### DIRECTION
Write out all the entries below again with every "Report" switched to "Result" and everything else unchanged. Leave the pictures out.

### DATA SECTION
──────────
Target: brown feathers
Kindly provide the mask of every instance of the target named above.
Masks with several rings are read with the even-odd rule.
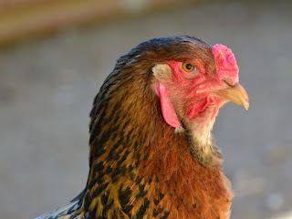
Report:
[[[71,209],[40,218],[229,218],[233,194],[220,163],[202,165],[185,120],[182,131],[168,125],[155,92],[157,79],[173,78],[159,67],[192,58],[215,69],[211,47],[191,36],[152,39],[118,60],[90,113],[86,188]]]

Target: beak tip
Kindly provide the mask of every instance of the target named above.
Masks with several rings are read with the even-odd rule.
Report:
[[[244,106],[245,106],[245,110],[248,110],[248,109],[249,109],[249,100],[248,99],[245,100]]]

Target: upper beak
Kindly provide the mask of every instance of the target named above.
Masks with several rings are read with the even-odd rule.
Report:
[[[213,95],[226,99],[240,106],[244,106],[246,110],[249,108],[248,95],[244,87],[242,87],[239,83],[236,83],[227,89],[214,90]]]

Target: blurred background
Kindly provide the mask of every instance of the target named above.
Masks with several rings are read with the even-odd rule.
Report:
[[[250,97],[248,111],[221,110],[213,131],[231,218],[292,218],[291,11],[284,0],[1,0],[1,218],[36,217],[82,191],[103,80],[139,43],[173,35],[232,48]]]

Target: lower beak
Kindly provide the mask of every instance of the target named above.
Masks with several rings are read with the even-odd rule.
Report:
[[[248,95],[244,87],[239,83],[236,83],[235,86],[227,89],[214,90],[213,95],[233,101],[240,106],[244,106],[246,110],[249,108]]]

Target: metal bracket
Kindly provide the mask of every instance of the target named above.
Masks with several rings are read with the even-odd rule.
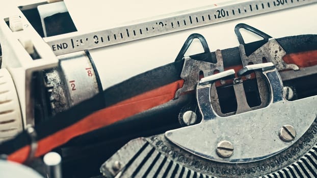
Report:
[[[165,137],[195,155],[223,162],[258,161],[290,146],[315,120],[317,112],[311,111],[316,111],[317,96],[296,101],[286,100],[282,80],[272,63],[246,66],[237,74],[241,76],[254,71],[261,72],[268,83],[271,97],[267,107],[227,117],[217,115],[211,104],[212,86],[215,81],[234,74],[233,70],[223,72],[201,79],[197,86],[196,97],[203,116],[201,122],[167,131]],[[243,112],[243,109],[240,110]],[[285,125],[293,126],[296,130],[296,136],[290,142],[279,137],[280,128]],[[230,158],[224,158],[217,153],[218,143],[223,140],[230,142],[234,147]],[[270,146],[261,146],[255,140],[260,140],[261,145]]]
[[[267,42],[250,55],[246,52],[244,40],[240,33],[240,29],[244,28],[263,38],[263,42]],[[258,29],[244,23],[240,23],[235,26],[234,32],[238,38],[240,55],[244,66],[250,64],[262,63],[263,61],[271,62],[275,65],[277,70],[292,69],[298,70],[299,68],[295,64],[287,64],[283,60],[283,56],[286,53],[277,41],[272,37]]]
[[[214,74],[215,71],[224,71],[223,61],[221,51],[215,51],[217,63],[216,64],[192,59],[190,57],[184,57],[184,65],[180,74],[180,78],[184,81],[183,87],[178,89],[175,94],[174,99],[179,97],[181,94],[195,90],[199,80],[199,73],[202,71],[204,76]]]

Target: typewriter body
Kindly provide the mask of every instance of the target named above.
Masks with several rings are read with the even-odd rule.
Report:
[[[0,176],[317,176],[317,2],[179,2],[1,5]]]

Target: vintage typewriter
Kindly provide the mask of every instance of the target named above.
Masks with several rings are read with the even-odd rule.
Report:
[[[316,3],[2,2],[0,177],[317,177]]]

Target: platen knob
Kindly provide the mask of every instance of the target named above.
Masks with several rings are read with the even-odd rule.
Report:
[[[0,69],[0,142],[12,138],[23,129],[18,96],[11,76]]]

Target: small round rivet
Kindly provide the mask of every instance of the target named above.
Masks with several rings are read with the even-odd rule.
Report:
[[[228,158],[233,153],[233,146],[228,141],[224,140],[220,142],[217,145],[217,153],[223,158]]]
[[[193,111],[187,111],[183,114],[182,120],[187,125],[192,125],[197,121],[197,115]]]
[[[118,171],[120,170],[121,168],[121,163],[119,161],[115,161],[114,163],[113,163],[113,164],[112,165],[112,169],[114,171]]]
[[[296,131],[291,125],[285,125],[280,130],[280,138],[285,141],[290,141],[295,138]]]
[[[292,100],[294,97],[294,92],[289,86],[284,86],[283,87],[283,93],[284,97],[287,100]]]

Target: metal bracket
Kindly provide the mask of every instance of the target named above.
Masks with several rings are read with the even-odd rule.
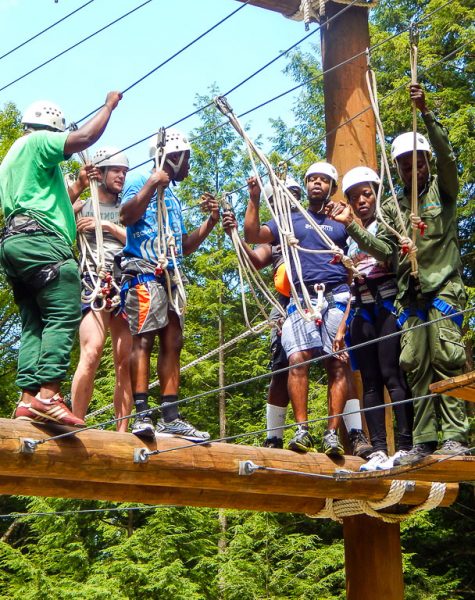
──────────
### TASK RESULT
Target: brown feathers
Kindly provide the mask of every instance of the target named above.
Masks with several rings are read with the even-odd rule.
Result:
[[[71,209],[40,218],[229,218],[233,194],[220,163],[202,165],[185,120],[182,131],[168,125],[155,92],[157,79],[173,78],[159,67],[192,58],[215,69],[211,47],[191,36],[152,39],[118,60],[90,113],[86,188]]]

Target: beak tip
Kindly provide the mask of every instance of the target named above.
Masks with several rings are read with the even-odd rule.
Result:
[[[244,106],[245,106],[245,110],[248,110],[248,109],[249,109],[249,100],[248,99],[245,100]]]

Target: upper beak
Kindly provide the mask of every instance of the target named above.
Masks with several rings are read with the even-odd rule.
Result:
[[[213,95],[226,99],[240,106],[244,106],[246,110],[249,108],[248,95],[244,87],[242,87],[239,83],[236,83],[227,89],[214,90]]]

Target: blurred background
Kindly provide the mask of every instance of the target named above.
Masks with several rings are read with the even-odd rule.
Result:
[[[250,97],[248,111],[221,110],[213,131],[231,218],[292,218],[291,11],[284,0],[1,0],[1,218],[36,217],[82,191],[103,80],[139,43],[173,35],[232,48]]]

Target: lower beak
Kindly provide the mask of every instance of the target named above.
Masks with several rings are read with the even-odd rule.
Result:
[[[248,95],[244,87],[239,83],[236,83],[235,86],[227,89],[214,90],[213,95],[233,101],[240,106],[244,106],[246,110],[249,108]]]

Target: metal bracket
Kindly provide the mask of every instance of the target named above.
Masks with several rings are read with the even-odd rule.
Result:
[[[165,137],[195,155],[223,162],[258,161],[290,146],[315,120],[317,112],[311,111],[316,111],[317,96],[296,101],[286,100],[282,80],[272,63],[246,66],[237,74],[241,76],[254,71],[261,72],[268,83],[271,97],[267,107],[227,117],[217,115],[211,104],[212,86],[215,81],[234,74],[233,70],[223,72],[201,79],[197,86],[196,97],[203,116],[201,122],[167,131]],[[243,112],[243,109],[240,110]],[[285,125],[293,126],[296,130],[296,136],[290,142],[279,137],[280,128]],[[230,158],[224,158],[217,153],[218,143],[223,140],[230,142],[234,147]],[[270,146],[261,146],[255,140],[260,140],[261,145]]]
[[[267,42],[250,55],[246,52],[244,40],[240,33],[240,29],[244,28],[263,38],[263,42]],[[258,29],[244,23],[240,23],[235,26],[234,32],[238,38],[240,55],[244,66],[250,64],[262,63],[263,61],[271,62],[275,65],[277,70],[292,69],[298,70],[299,68],[295,64],[287,64],[283,60],[283,56],[286,53],[277,41],[272,37]]]
[[[214,74],[215,71],[224,71],[223,61],[221,51],[215,51],[217,63],[216,64],[192,59],[190,57],[184,57],[184,65],[180,74],[180,78],[184,81],[183,87],[178,89],[175,94],[174,99],[179,97],[181,94],[195,90],[199,80],[199,73],[202,71],[204,76]]]

Target: typewriter body
Kindly provide the mask of every instance of the target named above.
Masks with several rings are read with the even-odd rule.
Result:
[[[0,176],[317,176],[317,2],[179,2],[1,5]]]

Target: vintage typewriter
Kindly provide the mask of every instance of the target named above.
Masks with several rings are read with the even-odd rule.
Result:
[[[316,3],[2,2],[0,177],[317,177]]]

Target: platen knob
Kindly provide the mask of every instance of the target named above.
Masks with several rings are read with the even-odd rule.
Result:
[[[0,69],[0,142],[12,138],[23,129],[18,96],[11,76]]]

Target: small round rivet
Kindly provide the mask of every instance of the target named above.
Masks with several rings are read with the even-odd rule.
Result:
[[[228,158],[233,153],[233,146],[228,141],[224,140],[220,142],[217,145],[217,153],[223,158]]]
[[[193,111],[187,111],[183,114],[182,120],[187,125],[192,125],[197,121],[197,115]]]
[[[118,171],[120,170],[121,168],[121,163],[119,161],[115,161],[114,163],[113,163],[113,164],[112,165],[112,169],[114,171]]]
[[[296,131],[291,125],[285,125],[280,130],[280,138],[285,141],[290,141],[295,138]]]
[[[292,100],[294,97],[294,92],[289,86],[284,86],[283,87],[283,93],[284,97],[287,100]]]

Target: metal bracket
Kindly provide the mask of every instance of the target named above.
Masks with several rings are read with the even-odd rule.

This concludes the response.